Your answer should consist of the line holding "Reviewer note. Check that every instance of the mini" and all lines after it to the end of the material, copied exactly.

RECORD EXCERPTS:
━━━━━━━━━━━━━━━━

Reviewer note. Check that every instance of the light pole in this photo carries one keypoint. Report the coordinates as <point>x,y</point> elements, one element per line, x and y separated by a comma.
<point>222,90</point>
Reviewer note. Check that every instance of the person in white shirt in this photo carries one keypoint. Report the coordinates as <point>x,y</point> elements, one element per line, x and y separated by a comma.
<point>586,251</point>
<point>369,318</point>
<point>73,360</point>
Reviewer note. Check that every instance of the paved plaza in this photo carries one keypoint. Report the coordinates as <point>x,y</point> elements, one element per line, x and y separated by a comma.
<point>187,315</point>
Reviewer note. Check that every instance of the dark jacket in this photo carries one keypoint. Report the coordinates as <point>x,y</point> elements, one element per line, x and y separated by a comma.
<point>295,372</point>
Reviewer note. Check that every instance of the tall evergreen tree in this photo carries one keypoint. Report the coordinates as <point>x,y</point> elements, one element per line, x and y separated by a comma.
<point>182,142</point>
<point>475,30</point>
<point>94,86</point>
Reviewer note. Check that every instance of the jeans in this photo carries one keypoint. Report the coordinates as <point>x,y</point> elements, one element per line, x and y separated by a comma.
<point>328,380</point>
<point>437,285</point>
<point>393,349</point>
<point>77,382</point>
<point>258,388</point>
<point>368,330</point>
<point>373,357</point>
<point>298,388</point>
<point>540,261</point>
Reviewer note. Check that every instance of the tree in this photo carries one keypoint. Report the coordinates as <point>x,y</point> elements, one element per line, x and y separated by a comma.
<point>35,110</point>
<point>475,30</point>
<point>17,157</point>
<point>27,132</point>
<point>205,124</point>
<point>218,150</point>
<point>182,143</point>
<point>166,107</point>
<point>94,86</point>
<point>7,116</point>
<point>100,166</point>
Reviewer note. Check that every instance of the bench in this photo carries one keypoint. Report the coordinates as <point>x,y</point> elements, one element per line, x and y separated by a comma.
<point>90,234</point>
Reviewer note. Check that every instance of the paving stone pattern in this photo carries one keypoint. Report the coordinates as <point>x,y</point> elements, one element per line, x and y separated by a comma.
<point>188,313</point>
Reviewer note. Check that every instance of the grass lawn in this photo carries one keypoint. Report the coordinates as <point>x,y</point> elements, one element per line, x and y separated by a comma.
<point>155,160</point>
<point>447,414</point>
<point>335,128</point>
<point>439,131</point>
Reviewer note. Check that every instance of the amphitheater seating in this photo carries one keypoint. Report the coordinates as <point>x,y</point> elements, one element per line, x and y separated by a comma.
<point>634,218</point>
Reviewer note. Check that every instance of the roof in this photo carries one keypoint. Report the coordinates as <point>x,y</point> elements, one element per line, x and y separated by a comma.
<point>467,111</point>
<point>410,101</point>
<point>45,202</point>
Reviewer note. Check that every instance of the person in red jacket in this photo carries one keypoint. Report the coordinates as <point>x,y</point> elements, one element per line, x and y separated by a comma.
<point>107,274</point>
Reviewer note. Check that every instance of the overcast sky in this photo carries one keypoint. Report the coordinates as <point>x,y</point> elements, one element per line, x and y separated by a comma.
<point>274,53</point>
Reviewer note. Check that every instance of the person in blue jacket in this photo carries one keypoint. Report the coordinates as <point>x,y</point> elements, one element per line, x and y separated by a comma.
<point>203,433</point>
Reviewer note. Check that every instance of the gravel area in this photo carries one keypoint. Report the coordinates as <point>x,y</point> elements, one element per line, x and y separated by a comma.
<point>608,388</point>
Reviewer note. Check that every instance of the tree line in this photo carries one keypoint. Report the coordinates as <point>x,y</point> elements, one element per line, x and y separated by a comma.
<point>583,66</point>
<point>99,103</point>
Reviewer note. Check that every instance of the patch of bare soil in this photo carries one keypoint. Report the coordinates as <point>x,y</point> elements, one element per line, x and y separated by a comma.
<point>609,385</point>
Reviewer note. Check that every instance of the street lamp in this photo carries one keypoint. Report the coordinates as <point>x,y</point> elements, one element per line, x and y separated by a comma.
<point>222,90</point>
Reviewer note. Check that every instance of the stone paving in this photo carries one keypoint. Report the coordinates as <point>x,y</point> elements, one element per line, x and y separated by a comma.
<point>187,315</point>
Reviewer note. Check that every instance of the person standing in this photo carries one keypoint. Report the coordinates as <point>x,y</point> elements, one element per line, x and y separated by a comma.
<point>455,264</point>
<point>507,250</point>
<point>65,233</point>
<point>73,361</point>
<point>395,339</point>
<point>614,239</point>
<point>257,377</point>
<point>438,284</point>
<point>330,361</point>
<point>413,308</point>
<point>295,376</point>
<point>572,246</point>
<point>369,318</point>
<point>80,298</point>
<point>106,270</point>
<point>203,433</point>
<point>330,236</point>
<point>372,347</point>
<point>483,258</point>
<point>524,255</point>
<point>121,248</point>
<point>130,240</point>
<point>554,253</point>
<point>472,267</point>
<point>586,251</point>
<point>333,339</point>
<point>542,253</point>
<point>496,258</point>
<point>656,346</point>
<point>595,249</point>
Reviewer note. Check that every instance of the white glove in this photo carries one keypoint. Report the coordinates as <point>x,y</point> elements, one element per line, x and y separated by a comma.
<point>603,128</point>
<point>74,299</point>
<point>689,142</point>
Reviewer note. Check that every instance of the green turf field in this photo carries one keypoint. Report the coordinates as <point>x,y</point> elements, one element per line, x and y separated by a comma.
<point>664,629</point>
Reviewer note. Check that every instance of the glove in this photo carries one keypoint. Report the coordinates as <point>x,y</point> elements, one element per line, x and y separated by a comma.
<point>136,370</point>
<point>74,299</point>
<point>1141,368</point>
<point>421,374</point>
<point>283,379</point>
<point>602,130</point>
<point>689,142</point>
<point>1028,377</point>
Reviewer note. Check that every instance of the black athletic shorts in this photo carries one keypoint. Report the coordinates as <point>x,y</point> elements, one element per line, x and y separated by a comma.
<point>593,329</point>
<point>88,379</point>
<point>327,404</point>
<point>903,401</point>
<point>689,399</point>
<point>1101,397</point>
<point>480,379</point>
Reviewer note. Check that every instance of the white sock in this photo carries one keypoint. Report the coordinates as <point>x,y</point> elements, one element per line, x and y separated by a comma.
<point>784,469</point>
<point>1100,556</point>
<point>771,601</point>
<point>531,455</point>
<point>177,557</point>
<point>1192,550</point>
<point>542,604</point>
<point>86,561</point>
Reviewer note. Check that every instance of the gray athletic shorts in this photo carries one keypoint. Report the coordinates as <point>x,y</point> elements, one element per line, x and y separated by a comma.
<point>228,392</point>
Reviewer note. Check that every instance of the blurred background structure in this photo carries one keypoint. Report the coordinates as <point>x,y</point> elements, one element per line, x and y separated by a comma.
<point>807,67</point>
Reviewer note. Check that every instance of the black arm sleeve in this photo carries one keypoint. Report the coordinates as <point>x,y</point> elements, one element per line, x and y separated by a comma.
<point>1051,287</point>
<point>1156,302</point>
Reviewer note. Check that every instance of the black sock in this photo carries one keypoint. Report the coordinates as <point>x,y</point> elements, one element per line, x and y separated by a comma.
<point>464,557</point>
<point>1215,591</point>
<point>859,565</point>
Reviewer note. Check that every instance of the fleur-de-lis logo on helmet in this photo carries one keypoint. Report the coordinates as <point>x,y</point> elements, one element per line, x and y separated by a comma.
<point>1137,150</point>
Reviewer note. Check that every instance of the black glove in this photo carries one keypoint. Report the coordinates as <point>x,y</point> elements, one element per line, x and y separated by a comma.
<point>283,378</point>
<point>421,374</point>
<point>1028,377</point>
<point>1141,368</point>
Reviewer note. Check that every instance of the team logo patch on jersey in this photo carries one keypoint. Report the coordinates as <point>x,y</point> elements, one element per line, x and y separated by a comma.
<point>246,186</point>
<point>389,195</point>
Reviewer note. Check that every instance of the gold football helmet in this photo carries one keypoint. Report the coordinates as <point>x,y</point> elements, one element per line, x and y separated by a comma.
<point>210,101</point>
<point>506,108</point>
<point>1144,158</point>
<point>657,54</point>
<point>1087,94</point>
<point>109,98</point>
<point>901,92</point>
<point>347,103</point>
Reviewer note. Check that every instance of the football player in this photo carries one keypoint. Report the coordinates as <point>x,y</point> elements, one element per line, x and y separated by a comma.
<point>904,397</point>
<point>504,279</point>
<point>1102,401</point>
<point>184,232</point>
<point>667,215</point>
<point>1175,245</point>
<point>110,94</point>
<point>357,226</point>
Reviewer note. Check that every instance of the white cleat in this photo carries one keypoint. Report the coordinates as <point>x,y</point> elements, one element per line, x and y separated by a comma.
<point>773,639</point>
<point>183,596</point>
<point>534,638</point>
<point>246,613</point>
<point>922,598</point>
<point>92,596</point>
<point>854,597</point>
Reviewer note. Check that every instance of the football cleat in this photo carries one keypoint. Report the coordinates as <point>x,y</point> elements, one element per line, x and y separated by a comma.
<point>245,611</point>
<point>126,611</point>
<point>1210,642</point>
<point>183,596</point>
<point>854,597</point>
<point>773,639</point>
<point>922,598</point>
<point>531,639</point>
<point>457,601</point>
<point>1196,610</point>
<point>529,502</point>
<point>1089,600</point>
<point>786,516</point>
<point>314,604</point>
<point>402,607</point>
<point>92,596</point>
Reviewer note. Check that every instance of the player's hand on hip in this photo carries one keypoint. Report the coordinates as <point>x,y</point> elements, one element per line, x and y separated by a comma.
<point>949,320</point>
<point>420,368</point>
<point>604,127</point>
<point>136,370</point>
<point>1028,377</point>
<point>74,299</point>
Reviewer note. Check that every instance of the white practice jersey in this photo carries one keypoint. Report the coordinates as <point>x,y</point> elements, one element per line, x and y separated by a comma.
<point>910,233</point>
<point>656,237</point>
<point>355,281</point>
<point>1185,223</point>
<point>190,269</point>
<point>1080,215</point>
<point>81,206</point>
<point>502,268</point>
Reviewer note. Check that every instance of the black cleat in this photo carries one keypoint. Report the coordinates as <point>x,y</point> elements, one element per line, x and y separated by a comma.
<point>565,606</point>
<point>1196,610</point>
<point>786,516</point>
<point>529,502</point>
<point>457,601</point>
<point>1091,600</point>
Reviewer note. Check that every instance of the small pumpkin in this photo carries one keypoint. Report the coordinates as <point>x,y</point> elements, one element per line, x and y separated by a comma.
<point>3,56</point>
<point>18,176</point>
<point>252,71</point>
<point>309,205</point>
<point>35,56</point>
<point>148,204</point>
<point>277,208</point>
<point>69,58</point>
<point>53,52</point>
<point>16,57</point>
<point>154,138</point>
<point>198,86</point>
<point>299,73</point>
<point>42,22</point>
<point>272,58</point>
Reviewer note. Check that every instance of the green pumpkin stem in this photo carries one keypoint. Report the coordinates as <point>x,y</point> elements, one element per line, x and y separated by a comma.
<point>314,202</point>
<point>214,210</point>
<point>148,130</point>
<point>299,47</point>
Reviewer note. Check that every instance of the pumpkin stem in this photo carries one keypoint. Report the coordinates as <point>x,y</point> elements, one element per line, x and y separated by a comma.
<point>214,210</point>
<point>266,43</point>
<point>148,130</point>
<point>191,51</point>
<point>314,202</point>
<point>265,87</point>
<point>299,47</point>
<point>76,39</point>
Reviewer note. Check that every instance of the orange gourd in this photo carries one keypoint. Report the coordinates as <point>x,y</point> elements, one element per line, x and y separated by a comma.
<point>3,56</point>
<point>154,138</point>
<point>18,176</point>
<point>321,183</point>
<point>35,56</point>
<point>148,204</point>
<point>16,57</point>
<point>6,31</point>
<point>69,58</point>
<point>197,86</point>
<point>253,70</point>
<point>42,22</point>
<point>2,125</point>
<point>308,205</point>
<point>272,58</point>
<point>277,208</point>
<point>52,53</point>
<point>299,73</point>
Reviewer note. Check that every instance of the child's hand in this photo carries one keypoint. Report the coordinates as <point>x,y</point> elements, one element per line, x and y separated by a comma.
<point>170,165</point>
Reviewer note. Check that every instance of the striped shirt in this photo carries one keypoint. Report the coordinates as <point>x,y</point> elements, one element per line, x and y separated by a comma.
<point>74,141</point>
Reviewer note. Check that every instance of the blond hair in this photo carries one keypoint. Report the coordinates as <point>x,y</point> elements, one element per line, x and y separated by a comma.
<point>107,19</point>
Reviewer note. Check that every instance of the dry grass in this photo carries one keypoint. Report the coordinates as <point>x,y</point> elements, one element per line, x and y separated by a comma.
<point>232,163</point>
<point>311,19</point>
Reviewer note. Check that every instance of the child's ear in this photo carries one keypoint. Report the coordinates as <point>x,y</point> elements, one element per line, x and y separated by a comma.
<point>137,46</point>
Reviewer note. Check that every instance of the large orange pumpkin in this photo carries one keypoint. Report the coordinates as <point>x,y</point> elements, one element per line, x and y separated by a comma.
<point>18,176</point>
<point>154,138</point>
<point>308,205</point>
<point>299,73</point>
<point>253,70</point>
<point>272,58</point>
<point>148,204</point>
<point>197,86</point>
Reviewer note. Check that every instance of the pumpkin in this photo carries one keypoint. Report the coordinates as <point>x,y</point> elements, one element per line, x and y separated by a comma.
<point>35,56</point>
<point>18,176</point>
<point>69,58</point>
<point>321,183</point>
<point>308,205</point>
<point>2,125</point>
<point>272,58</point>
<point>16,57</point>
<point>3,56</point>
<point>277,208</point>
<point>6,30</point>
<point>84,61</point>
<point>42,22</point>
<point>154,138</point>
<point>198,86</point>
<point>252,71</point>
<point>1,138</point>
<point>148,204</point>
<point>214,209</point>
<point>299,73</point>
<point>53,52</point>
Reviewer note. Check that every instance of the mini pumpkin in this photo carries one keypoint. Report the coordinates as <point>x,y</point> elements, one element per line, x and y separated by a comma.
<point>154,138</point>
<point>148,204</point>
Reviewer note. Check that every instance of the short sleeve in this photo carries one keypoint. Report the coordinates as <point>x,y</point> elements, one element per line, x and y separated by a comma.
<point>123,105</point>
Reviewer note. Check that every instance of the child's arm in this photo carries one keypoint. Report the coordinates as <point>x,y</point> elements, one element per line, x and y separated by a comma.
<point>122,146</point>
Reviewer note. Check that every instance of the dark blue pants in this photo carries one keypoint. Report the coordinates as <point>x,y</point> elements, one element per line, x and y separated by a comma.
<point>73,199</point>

━━━━━━━━━━━━━━━━

EXPECTED ANSWER:
Reviewer note. Check that every instance of the mini pumpkin in this photo carries one keypoint. Report the coordinates as <point>x,y</point> elements, one element per line, x and y separated by a comma.
<point>154,138</point>
<point>148,204</point>
Reviewer note. Check that every instance of the short sleeve in this photo carries one keypoint. Report the coordinates as <point>x,y</point> elements, one element per line, x and y separated by a comma.
<point>123,105</point>
Reviewer note. Check that every instance of the child's arm in this photo carries one keypoint. Report the coordinates as <point>x,y</point> elements, one element per line, x and y separated by a comma.
<point>122,146</point>
Reviewer note. Check that every instance of the dark blue pants in this photo carries one keypoint. Report the coordinates as <point>x,y</point> elements, one element per line, x and y separated by a comma.
<point>73,199</point>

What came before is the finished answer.